1

When I implement a collection that uses hashes for optimizing access, should I cache the hash values or assume an efficient implementation of hashCode()?

On the other hand, when I implement a class that overrides hashCode(), should I assume that the collection (i.e. HashSet) caches the hash?

This question is only about performance vs. memory overhead. I know that the hash value of an object should not change.

Clarification: A mutable object would of course have to clear the cached value when it is changed, whereas the collection relies on objects not changing. But this is not relevant for my question.

Problems and tasks:
1. In the post about caching hash values, what trade-off does the poster say the question is only about?
2. Reproduce the part of the post about caching hash values that begins at the words "When I implement a collection" and stops after "implementation of hashCode()?".

Listed records:
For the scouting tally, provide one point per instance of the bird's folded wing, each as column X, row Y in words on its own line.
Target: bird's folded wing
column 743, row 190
==
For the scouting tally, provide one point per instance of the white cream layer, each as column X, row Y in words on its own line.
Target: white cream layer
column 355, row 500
--
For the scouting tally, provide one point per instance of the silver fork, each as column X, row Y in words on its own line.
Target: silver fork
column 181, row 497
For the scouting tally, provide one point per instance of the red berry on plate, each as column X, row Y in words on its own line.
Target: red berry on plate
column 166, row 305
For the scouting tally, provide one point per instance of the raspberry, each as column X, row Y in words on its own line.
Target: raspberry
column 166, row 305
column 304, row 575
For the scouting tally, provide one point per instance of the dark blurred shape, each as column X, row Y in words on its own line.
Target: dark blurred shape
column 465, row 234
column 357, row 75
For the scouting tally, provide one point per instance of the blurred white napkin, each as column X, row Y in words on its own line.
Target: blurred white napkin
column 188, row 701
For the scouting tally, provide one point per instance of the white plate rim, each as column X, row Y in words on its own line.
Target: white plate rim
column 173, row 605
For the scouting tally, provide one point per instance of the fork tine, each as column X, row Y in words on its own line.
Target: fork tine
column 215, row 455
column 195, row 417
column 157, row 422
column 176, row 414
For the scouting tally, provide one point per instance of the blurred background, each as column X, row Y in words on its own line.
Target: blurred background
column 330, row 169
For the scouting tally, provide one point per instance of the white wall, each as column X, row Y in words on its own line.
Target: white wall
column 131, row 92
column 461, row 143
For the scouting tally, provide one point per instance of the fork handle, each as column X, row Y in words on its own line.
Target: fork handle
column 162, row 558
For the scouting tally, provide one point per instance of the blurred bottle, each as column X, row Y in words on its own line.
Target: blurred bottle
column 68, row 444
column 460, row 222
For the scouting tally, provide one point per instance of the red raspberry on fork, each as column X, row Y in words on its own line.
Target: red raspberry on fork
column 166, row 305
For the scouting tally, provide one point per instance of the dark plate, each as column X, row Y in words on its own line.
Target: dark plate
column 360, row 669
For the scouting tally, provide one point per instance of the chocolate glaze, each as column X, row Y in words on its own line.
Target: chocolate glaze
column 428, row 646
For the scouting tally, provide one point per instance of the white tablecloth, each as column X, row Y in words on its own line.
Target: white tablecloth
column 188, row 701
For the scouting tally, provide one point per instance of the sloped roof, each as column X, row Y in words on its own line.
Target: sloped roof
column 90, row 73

Answers for this exercise:
1. Performance versus memory overhead.

2.
When I implement a collection that uses hashes for optimizing access, should I cache the hash values or assume an efficient implementation of hashCode()?